- **The tasks**:
(a) Write out the passage of the awards report that begins at the words "julie warner" and ends after "career achievement award.".
(b) According to the awards report, who won the best director prize, and for which film?
(c) Continue the awards report, starting after its last sentence.

— start Reading text —

Saturday, December 8, 2007

julie warner

NEW YORK -- Joel and Ethan Coen's "No Country for Old Men" came out on top of the National Board of Review Awards on Wednesday as the Miramax Films/Paramount Vantage co-production picked up best picture, best ensemble cast and best adapted screenplay honors.

George Clooney and Julie Christie took home best actor and actress prizes. Clooney's "Michael Clayton" from Warner Bros. and Christie's "Away From Her" from Lionsgate landed on NBR's Top Ten Films and Top Independent Films lists, respectively. Michael Douglas received a career achievement award.

Tim Burton took home the best director prize for the DreamWorks/Warner Bros. musical "Sweeney Todd." Diablo Cody ("Juno") and Nancy Oliver "Lars and the Real Girl" tied for best original screenplay. All three films made the NBR top 10 films list.

Miramax also scored big with a best foreign film win for Julian Schnabel's "The Diving Bell and the Butterfly" and best directorial debut and best supporting actress wins for Ben Affleck and Amy Ryan, respectively, for "Gone Baby Gone." The director's brother Casey Affleck won best supporting actor for "The Assassination of Jesse James by the Coward Robert Ford."

— end Reading text —
— start Supplied material —

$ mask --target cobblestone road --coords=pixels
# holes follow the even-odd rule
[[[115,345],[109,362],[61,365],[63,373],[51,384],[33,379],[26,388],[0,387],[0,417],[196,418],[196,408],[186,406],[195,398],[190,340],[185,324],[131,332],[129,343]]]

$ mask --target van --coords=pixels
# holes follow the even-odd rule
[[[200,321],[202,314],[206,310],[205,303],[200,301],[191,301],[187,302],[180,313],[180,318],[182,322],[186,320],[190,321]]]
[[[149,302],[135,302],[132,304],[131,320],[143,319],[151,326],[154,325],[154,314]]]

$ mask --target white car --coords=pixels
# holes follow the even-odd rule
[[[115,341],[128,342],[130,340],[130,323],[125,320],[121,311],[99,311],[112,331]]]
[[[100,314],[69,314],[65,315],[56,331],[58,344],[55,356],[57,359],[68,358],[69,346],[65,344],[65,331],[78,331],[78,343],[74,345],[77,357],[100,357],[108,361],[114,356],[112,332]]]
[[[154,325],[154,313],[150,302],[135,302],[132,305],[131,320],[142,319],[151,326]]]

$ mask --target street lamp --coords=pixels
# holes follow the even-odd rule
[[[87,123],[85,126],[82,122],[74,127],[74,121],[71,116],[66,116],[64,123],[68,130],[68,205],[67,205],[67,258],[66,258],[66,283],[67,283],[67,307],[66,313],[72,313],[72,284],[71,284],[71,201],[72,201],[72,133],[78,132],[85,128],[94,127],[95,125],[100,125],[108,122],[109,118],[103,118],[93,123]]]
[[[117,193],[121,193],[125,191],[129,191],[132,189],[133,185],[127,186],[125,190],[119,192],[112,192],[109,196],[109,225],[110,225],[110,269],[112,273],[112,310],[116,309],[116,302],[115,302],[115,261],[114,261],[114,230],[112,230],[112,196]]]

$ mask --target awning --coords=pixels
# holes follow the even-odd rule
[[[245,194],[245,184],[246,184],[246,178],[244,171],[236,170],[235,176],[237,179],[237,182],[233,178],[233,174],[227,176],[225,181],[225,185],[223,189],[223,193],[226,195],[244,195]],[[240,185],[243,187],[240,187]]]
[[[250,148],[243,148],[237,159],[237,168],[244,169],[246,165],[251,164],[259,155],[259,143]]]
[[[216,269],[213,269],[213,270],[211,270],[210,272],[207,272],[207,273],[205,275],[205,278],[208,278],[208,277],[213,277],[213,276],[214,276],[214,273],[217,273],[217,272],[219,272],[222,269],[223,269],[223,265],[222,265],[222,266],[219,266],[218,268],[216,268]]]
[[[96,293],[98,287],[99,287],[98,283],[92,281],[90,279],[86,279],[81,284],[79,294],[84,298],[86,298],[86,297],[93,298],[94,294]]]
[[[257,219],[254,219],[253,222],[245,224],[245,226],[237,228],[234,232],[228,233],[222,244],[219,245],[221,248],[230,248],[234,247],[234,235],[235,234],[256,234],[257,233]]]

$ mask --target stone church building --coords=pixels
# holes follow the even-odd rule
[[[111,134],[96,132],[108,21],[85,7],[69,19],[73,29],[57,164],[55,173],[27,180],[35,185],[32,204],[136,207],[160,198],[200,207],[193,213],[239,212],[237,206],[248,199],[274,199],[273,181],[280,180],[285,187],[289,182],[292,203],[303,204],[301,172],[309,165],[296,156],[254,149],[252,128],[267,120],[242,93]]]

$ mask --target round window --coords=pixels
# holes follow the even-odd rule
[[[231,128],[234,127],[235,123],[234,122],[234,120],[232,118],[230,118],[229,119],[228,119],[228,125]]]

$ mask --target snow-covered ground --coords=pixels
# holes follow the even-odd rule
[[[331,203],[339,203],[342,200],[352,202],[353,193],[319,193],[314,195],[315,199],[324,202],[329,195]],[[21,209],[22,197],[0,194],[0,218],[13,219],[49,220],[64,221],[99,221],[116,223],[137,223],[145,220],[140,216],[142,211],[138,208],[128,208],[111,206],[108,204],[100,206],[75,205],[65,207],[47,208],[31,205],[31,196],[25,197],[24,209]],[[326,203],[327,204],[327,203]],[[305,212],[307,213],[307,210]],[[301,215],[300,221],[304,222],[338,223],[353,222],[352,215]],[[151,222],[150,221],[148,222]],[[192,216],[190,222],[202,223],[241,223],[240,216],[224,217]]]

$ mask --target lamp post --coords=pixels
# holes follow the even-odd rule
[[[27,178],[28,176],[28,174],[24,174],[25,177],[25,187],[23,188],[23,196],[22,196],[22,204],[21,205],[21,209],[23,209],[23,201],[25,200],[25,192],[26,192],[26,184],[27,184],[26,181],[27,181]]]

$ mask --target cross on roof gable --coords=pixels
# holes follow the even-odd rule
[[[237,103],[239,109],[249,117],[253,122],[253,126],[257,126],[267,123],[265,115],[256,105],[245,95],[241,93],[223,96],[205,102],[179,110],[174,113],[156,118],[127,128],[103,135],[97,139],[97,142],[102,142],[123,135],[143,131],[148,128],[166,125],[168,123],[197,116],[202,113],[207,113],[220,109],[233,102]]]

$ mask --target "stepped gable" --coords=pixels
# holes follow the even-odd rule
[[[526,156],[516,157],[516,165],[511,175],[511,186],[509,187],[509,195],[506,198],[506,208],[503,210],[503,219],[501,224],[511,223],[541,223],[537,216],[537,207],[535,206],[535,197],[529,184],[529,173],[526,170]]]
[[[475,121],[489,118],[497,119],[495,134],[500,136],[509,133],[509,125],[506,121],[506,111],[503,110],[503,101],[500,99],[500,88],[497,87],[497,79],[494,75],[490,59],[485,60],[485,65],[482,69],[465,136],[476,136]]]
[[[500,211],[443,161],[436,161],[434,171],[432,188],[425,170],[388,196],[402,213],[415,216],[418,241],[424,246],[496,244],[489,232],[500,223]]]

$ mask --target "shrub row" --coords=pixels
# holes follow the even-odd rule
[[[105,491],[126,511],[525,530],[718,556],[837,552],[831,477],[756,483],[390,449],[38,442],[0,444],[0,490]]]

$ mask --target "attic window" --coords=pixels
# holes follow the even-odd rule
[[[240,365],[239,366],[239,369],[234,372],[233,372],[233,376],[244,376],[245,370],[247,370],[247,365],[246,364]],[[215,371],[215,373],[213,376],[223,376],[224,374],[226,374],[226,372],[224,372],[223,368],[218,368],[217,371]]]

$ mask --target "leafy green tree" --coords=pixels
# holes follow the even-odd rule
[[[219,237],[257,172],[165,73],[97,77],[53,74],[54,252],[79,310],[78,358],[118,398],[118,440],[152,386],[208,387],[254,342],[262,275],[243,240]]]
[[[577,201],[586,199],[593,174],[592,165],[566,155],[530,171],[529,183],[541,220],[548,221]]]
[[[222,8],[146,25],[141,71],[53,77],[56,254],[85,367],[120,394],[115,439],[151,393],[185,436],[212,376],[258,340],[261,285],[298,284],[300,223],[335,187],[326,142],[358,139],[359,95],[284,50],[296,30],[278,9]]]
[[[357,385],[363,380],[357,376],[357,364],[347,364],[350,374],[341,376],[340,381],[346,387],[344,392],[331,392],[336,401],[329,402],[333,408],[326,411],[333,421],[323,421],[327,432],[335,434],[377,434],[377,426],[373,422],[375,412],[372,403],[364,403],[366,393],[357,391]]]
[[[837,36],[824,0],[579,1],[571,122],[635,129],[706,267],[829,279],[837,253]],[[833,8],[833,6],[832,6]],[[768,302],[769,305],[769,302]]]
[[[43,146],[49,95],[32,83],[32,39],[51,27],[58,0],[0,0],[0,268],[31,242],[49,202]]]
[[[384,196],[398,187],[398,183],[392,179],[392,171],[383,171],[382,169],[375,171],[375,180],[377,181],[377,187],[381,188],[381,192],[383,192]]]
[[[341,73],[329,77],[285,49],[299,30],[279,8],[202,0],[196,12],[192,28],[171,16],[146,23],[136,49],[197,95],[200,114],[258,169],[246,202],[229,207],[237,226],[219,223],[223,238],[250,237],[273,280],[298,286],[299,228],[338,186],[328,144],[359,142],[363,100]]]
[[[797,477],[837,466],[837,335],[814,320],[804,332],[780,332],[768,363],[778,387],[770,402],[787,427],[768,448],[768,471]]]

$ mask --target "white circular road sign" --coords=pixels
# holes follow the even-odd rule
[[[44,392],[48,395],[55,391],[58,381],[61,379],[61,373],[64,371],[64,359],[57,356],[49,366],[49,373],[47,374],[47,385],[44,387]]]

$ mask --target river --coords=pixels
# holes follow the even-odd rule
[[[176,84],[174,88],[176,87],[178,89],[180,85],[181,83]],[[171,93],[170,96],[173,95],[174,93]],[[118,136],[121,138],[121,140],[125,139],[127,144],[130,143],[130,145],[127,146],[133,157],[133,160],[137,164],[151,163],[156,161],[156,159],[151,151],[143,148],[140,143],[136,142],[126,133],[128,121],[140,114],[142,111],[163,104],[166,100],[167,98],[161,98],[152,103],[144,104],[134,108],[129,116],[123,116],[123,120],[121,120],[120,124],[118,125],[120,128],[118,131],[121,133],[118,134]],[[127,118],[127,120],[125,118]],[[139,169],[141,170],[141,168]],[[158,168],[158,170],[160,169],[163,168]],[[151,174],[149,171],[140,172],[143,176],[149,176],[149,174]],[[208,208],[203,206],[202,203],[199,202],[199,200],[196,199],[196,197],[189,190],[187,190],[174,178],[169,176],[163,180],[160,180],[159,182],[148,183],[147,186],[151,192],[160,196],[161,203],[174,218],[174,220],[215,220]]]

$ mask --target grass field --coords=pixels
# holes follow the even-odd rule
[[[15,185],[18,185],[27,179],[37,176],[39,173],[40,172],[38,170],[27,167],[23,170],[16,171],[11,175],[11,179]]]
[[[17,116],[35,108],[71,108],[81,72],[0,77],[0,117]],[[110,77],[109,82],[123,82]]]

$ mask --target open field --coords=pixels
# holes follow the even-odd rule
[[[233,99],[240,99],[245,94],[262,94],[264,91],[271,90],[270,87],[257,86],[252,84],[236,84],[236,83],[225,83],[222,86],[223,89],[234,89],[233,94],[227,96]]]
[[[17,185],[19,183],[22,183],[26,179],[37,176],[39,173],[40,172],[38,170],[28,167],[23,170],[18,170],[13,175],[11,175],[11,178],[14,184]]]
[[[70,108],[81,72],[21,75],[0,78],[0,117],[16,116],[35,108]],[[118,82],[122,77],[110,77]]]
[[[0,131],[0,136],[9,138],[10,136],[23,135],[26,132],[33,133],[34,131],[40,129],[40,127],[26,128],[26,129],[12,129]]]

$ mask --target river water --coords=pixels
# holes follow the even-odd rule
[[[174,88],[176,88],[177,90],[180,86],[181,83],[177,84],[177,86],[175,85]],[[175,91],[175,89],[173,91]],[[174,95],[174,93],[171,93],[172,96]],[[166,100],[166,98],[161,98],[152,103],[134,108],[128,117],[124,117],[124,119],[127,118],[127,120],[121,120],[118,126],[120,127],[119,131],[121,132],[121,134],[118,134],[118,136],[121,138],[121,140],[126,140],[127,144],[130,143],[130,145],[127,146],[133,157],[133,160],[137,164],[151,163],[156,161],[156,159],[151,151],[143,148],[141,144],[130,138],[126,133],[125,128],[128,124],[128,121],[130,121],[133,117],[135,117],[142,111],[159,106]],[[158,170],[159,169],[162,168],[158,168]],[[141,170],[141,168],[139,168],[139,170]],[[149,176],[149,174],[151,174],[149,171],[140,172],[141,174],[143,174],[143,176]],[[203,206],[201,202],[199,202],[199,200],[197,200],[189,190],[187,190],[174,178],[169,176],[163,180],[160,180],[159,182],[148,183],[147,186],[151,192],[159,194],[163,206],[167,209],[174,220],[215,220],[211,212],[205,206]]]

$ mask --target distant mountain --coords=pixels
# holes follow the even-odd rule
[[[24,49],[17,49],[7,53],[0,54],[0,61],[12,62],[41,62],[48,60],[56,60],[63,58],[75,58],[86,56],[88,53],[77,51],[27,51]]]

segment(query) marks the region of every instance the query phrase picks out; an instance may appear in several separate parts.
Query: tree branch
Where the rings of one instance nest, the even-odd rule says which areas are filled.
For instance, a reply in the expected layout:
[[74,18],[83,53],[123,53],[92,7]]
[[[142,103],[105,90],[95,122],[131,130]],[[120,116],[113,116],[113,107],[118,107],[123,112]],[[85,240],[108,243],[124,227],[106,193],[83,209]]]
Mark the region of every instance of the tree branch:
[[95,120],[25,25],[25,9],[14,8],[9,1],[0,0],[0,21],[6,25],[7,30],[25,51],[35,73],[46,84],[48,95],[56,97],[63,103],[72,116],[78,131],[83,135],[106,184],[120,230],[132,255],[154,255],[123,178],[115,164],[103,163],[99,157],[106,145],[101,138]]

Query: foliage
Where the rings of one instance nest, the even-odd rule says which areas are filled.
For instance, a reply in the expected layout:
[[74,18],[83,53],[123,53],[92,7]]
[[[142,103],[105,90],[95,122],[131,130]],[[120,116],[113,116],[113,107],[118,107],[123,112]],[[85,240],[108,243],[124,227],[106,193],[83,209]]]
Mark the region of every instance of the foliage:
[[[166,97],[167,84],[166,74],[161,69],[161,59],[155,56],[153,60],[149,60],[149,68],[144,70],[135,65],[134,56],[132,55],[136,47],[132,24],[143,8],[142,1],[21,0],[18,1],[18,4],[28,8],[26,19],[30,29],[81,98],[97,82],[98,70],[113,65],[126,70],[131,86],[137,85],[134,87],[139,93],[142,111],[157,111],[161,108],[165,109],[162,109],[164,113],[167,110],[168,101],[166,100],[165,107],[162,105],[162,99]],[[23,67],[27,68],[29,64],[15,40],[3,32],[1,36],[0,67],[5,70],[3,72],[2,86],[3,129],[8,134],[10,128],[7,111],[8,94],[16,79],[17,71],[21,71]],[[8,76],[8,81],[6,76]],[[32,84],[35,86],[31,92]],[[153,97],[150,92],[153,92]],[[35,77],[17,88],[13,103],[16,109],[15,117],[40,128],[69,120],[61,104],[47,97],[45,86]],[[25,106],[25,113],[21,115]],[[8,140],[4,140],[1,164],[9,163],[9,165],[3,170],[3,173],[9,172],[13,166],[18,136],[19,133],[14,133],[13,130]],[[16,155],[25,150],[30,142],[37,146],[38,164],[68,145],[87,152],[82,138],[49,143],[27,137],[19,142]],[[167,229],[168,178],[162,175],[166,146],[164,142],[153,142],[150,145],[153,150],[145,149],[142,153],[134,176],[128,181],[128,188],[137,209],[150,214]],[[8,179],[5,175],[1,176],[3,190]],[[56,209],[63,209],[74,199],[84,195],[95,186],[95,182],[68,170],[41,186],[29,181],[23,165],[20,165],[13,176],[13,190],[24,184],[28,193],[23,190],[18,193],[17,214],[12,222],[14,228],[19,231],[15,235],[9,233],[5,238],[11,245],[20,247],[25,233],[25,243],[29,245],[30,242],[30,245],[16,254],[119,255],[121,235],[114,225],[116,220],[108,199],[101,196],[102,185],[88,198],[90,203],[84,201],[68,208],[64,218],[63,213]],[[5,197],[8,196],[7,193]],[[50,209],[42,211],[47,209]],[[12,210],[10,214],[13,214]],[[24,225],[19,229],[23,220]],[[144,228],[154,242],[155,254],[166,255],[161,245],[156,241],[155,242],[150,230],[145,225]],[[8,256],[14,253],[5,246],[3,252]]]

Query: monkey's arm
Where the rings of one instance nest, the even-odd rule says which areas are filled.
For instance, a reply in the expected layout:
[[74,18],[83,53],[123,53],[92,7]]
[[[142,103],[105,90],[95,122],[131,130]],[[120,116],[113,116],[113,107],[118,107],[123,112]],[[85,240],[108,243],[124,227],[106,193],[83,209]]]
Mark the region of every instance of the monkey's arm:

— end Supplied material —

- **Expected responses**:
(a)
julie warner

NEW YORK -- Joel and Ethan Coen's "No Country for Old Men" came out on top of the National Board of Review Awards on Wednesday as the Miramax Films/Paramount Vantage co-production picked up best picture, best ensemble cast and best adapted screenplay honors.

George Clooney and Julie Christie took home best actor and actress prizes. Clooney's "Michael Clayton" from Warner Bros. and Christie's "Away From Her" from Lionsgate landed on NBR's Top Ten Films and Top Independent Films lists, respectively. Michael Douglas received a career achievement award.

(b) Tim Burton won best director for "Sweeney Todd."

(c)
The Iraq War expose "Body of War" took home best documentary, "Ratatouille" took home best animated feature, and both "The Great Debaters" and "Persepolis" won the Bvlgari Award for NBR Freedom of Expression.


Recent Gotham Awards nominee Emile Hirsch won breakthrough performance by an actor for "Into the Wild," and Ellen Page won breakthrough performance by an actress for "Juno."

A list of winners follows:

Top Ten Films:
"The Assasination of Jesse James by the Coward Robert Ford"
"Atonement"
"The Bourne Ultimatum"
"The Bucket List"
"Into the Wild"
"Juno"
"The Kite Runner"
"Lars and the Real Girl"
"Michael Clayton"
"Sweeney Todd"

Top Five Foreign Films:
"4 Months, 3 Weeks and 2 Days"
"The Band's Visit"
"The Counterfeiters"
"La Vie En Rose"
"Lust, Caution"

Top Five Documentary Films
"Darfur Now"
"In the Shadow of the Moon"
"Nanking"
"Taxi to the Darkside"
"Toots"

Top Independent Films
"Away From Her"
"Great World of Sound"
"Honeydripper"
"In the Valley of Elah"
"A Mighty Heart"
"The Namesake"
"Once"
"The Savages"
"Starting Out in the Evening"
"Waitress"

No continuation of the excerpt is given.